--- 抜粋 ---
▶
業績優秀、勤怠優秀、間違っていることがあれば
上司だろうと重役だろうと噛み付く。
いわゆるバリバリのキャリアウーマンというやつだ。

俺は放蕩な長男、彼女は生真面目で面倒見の良い長女。
どこまでも繊細な彼女と、
どこまでも図太い俺だから相性が良いのだろう。

過去のことなどどうでもいい。
大事なのは生きている今と、それを明日に繋げる今、
そしてそれらが繋がった未来だ。
故に俺達の馴れ初めなどどうでもいい。
今からの話を綴ってゆこう。

それともう二匹。 
彼女が猫好きということもあり猫を飼った。
保護猫というやつだ。
俺はギリシアの神話に出てくるような
屈強な名前を付けたかったのだが、
三毛猫のそれはミケ、黒猫のそれはクロ、
と彼女が勝手に付けていた。
◀
--- 記載一覧 ---
▶
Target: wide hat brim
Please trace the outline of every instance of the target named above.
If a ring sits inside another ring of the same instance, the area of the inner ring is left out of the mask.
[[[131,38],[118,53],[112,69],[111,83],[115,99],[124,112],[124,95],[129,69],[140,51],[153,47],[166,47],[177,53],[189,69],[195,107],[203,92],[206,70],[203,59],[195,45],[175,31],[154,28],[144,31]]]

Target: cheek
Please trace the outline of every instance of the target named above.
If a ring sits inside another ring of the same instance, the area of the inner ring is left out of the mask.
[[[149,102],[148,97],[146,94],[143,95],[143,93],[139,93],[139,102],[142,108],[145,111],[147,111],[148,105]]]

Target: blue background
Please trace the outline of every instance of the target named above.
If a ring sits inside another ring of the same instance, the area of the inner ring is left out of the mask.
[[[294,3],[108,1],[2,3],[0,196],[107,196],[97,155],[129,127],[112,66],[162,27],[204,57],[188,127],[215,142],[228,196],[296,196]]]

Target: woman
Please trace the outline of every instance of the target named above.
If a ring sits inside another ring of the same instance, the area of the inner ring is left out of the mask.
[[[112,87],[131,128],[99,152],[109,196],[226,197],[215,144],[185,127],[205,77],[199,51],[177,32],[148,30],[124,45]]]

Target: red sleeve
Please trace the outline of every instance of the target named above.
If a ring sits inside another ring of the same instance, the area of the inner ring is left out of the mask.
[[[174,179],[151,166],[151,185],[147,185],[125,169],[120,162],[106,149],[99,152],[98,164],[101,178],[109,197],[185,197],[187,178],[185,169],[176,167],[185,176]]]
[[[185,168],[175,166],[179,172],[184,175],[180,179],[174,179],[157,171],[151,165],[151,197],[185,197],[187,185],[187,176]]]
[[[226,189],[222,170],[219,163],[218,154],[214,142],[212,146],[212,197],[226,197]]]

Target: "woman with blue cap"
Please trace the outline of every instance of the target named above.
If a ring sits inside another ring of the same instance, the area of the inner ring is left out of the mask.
◀
上の抜粋を一字も変えずに全文打ち直すこと。

業績優秀、勤怠優秀、間違っていることがあれば
上司だろうと重役だろうと噛み付く。
いわゆるバリバリのキャリアウーマンというやつだ。

俺は放蕩な長男、彼女は生真面目で面倒見の良い長女。
どこまでも繊細な彼女と、
どこまでも図太い俺だから相性が良いのだろう。

過去のことなどどうでもいい。
大事なのは生きている今と、それを明日に繋げる今、
そしてそれらが繋がった未来だ。
故に俺達の馴れ初めなどどうでもいい。
今からの話を綴ってゆこう。

それともう二匹。 
彼女が猫好きということもあり猫を飼った。
保護猫というやつだ。
俺はギリシアの神話に出てくるような
屈強な名前を付けたかったのだが、
三毛猫のそれはミケ、黒猫のそれはクロ、
と彼女が勝手に付けていた。